• [Latihan]:
1. Berdasarkan teks tentang akhir zaman, jelaskan dalam satu sampai tiga kalimat mengapa pada zaman itu orang yang jujur justru dituduh sebagai pendusta.
2. Lanjutkan teks tentang akhir zaman, dimulai tepat setelah kalimat terakhirnya.

Ini menunjukkan bahwa sedikit demi sedikit, satu persatu syariat akan lepas darinya hingga tersisanya shalat di tengah-tengah mereka.
Dalam riwayat lain disebutkan : “Wanita mengerjakan shalat dalam keadaan haid.”
Hasan Al Basri berkata :
“Seandainya ada seseorang yang dia berjumpa dengan generasi salaf pertama, lalu dia dibangkitkan hari itu maka dia tidak mengenal sesuatupun dari islam di tengah kaum muslimin kecuali hanyalah shalat.”
Kalau seandainya kaum muslimin berilmu lalu muncul dajjal maka dajjal tersebut akan mudah dikalahkan. Namun sayangnya dajjal akan muncul ditengah kaum muslimin dimana kaum muslimin tidak lagi berilmu terhadap agamanya, tidak lagi mengenal mana yang haq dan mana yang bathil.
Didalam hadist pertama (diatas) yang disebut kan :
“Ketika itu pendusta dibenarkan sedangkan orang yang jujur malah didustakan, pengkhianat dipercaya sedangkan orang yang amanah justru dianggap sebagai pengkhianat.”
Para ulama ketika men-syarah hadist tersebut, bahwa kalimat tersebut :
1. Memberikan isyarat bahwa dijaman itu yang menguasai media informasi dan komunikasi adalah musuh-musuh agama Allah. Maka melalui media itulah mereka kuasai, mereka sudutkan islam, mereka memutar balikkan fakta, sehingga tertuduhlah orang yang jujur dikatakan pendusta sedangkan orang pendusta berkeliaran untuk menebar kedustaannya.
Apa yang menyebabkan kebid'ahan merajalela?
Penyebab pokoknya adalah karna mimbar-mimbar kaum muslimin dikuasai oleh mereka. Bahkan bulan Ramadhan menjadi ajang tersebarnya hadist-hadist palsu. Sehingga menjadi konsumsi oleh masyarakat dan itulah agama bagi menurut mereka.
Salah satu hadist yang masyhur yang dibawakan dibulan Ramadhan adalah doa malaikat Jibril yang di-aamiin-kan tiga kali.
“Jangan diterima puasanya istri yang belum meminta maaf kepada suaminya. Jangan diterima puasanya seorang anak yang tidak minta maaf kepada kedua orang tuanya. Dan jangan diterima puasanya muslim lain yang tidak meminta maaf kepada muslim yang lainnya.”
Dengan lafazh itu, hadist tersebut La Ashla Lahu (tidak ada asal usulnya). Adapun yang benar yang di-aamiin- kan oleh Rasulullah Shallallahu 'Alaihi wa Sallam adalah :
“Dia mendapatkan bulan Ramadhan kemudian bulan Ramadhan berlalu namun dia tidak mendapatkan ampunan. Yang kedua : Celakalah bagi mereka yang memiliki kedua orang tua atau salah satunya namun tidak memasukkan mereka kedalam surga. Yang ketiga : mereka yang mendengarkan nama Rasulullah disebutkan namun tidak mau bershalawat kepadanya.”

• [Materi Hasil Ekstraksi]:

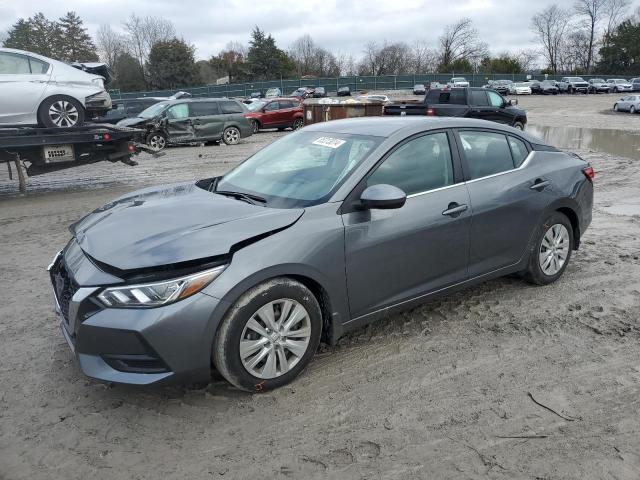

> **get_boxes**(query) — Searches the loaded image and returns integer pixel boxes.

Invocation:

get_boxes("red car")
[244,98,304,133]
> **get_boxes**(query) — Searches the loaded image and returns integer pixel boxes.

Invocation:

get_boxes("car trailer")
[0,124,149,193]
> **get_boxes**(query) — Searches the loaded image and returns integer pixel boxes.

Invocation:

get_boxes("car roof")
[304,116,541,144]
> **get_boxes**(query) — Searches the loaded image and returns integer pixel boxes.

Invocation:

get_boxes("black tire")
[524,212,574,285]
[222,127,241,145]
[291,118,304,130]
[38,95,85,128]
[144,132,167,152]
[212,277,322,392]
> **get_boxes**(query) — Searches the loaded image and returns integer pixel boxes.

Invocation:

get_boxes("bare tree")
[439,18,489,67]
[412,39,438,74]
[531,5,569,73]
[96,24,127,68]
[573,0,610,73]
[602,0,631,47]
[124,14,176,84]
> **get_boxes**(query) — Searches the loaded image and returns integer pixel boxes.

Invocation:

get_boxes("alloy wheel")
[224,127,240,145]
[240,298,311,379]
[538,223,571,277]
[49,100,80,127]
[149,134,167,151]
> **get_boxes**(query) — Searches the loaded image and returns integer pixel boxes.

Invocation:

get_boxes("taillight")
[582,167,596,183]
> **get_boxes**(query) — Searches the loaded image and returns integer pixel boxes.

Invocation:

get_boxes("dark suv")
[244,98,304,133]
[118,98,253,150]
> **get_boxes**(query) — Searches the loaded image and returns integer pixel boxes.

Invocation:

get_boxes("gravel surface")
[0,95,640,480]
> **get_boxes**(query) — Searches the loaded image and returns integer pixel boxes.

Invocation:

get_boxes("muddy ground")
[0,95,640,479]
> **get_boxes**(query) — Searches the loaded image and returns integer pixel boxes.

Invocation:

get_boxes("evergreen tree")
[247,27,295,80]
[56,12,98,62]
[147,38,200,90]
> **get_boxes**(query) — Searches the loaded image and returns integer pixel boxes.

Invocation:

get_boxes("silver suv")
[0,48,111,127]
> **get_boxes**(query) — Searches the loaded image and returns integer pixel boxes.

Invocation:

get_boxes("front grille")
[49,257,79,323]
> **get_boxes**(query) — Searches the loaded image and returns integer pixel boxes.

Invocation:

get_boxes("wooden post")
[14,153,27,193]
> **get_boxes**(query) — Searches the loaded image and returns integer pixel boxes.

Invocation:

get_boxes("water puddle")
[527,124,640,159]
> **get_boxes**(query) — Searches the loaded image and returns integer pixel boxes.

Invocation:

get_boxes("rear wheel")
[525,212,573,285]
[146,132,167,152]
[38,95,84,128]
[222,127,240,145]
[213,278,322,392]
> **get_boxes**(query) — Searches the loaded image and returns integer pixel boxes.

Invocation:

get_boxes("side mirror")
[360,184,407,210]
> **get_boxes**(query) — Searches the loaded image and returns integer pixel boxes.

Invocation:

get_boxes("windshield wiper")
[213,190,267,205]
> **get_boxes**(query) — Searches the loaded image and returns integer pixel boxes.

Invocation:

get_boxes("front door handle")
[529,178,551,192]
[442,202,469,218]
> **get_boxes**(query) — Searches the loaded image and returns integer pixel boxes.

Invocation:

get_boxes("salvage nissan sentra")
[49,117,594,391]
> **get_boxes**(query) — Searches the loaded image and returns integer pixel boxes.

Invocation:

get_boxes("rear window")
[189,102,220,117]
[427,90,467,105]
[220,100,244,113]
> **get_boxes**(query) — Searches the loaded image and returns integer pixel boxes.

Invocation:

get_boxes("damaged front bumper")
[49,246,226,385]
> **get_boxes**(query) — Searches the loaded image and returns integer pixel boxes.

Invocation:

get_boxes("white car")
[607,78,633,93]
[0,48,111,127]
[509,82,531,95]
[613,95,640,113]
[447,77,469,88]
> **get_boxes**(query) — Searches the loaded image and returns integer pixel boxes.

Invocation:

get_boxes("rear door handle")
[442,202,469,218]
[529,178,551,192]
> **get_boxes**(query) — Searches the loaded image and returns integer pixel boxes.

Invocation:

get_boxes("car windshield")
[138,102,169,118]
[247,102,267,112]
[216,131,384,208]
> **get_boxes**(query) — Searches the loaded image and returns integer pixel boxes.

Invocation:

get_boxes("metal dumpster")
[304,102,383,125]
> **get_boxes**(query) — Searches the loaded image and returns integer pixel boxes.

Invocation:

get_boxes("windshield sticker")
[311,137,346,148]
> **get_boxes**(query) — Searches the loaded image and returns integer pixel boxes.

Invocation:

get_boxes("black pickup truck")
[384,88,527,130]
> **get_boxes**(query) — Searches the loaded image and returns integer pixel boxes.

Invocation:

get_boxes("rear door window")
[367,132,453,195]
[189,102,220,117]
[460,130,514,180]
[167,103,189,120]
[469,90,489,107]
[219,100,244,113]
[508,136,529,168]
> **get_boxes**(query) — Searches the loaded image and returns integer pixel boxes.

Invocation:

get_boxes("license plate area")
[42,145,76,163]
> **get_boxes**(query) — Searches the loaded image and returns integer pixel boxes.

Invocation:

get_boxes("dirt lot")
[0,95,640,480]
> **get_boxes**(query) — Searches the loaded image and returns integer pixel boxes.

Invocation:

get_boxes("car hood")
[70,182,304,270]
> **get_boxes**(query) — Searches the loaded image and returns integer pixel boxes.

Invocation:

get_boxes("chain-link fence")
[109,73,624,100]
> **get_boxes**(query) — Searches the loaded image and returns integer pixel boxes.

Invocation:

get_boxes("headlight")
[98,265,227,308]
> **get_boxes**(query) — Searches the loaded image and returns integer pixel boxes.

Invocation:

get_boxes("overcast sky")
[0,0,640,59]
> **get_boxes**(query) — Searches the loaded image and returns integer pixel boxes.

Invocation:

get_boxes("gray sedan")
[613,95,640,113]
[49,117,593,391]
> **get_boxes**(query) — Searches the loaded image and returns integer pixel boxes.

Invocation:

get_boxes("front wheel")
[525,212,573,285]
[38,95,84,128]
[222,127,240,145]
[213,278,322,392]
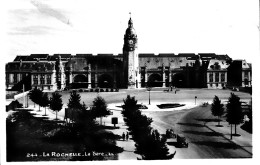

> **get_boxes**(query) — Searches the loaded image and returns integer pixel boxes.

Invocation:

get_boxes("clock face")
[128,40,134,44]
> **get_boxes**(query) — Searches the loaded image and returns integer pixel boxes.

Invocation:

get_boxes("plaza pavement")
[12,90,252,160]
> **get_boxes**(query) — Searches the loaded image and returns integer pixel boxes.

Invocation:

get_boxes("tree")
[50,92,63,120]
[65,91,87,124]
[67,91,82,109]
[122,95,174,160]
[226,93,243,139]
[92,96,110,125]
[29,87,43,111]
[211,96,224,126]
[41,93,50,116]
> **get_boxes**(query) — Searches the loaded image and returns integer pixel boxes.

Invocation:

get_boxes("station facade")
[6,18,252,91]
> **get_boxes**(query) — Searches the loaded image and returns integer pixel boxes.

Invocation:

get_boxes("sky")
[3,0,259,62]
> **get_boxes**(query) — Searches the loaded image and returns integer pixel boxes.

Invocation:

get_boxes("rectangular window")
[220,73,225,82]
[215,72,219,82]
[209,72,213,82]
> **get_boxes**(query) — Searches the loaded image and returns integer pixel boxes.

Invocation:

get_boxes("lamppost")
[146,87,152,105]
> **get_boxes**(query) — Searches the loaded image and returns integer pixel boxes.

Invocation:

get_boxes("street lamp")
[146,87,152,105]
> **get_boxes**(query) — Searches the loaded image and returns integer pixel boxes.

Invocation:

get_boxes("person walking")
[126,132,129,140]
[122,132,125,141]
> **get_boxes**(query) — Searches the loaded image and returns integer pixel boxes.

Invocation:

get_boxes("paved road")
[144,106,252,159]
[18,89,252,158]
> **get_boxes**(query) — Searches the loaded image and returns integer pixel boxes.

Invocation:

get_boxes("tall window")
[14,73,17,83]
[244,71,248,78]
[33,79,38,85]
[215,72,219,82]
[41,79,45,84]
[5,74,9,84]
[47,78,51,84]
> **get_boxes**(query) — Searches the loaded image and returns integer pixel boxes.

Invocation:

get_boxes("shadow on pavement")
[195,119,222,123]
[183,131,223,136]
[192,141,239,149]
[177,123,204,127]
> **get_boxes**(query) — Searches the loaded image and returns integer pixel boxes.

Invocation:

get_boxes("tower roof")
[125,17,136,36]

• [Jawaban Tiap Soal]:
1. Menurut syarah para ulama, pada zaman itu media informasi dan komunikasi dikuasai oleh musuh-musuh agama Allah. Melalui media tersebut mereka menyudutkan Islam dan memutarbalikkan fakta, sehingga orang yang jujur dituduh pendusta, sedangkan para pendusta bebas menebar kedustaannya.

2.
2. Munculnya dijaman itu orang-orang yang membawa hadist palsu
Dari Abu Hurairah radhiallahu’anhu, Nabi Shallallahu’alaihi Wasallam bersabda :
سيَكونُ في آخرِ أمَّتي أناسٌ يحدِّثونَكم ما لَم تسمعوا أنتُم ولا آباؤُكم . فإيَّاكُم وإيَّاهُم
“Akan ada di akhir zaman dari umatku, orang-orang yang membawakan hadits yang tidak pernah kalian dengar sebelumnya, juga belum pernah didengar oleh ayah-ayah dan kakek moyang kalian. Maka waspadailah.. waspadailah” (Hadist Riwayat Muslim dalam Muqaddimah-nya).
Ini menunjukkan bahwa manhaj salaf adalah puncak agama dimana seseorang dapat menghukumi bahwa ini haq dan ini yang bathil. Darimana Kaidahnya? Karna para sahabat tidak pernah mendengar dan tidak memahami apa yang disampaikan oleh hadist tersebut.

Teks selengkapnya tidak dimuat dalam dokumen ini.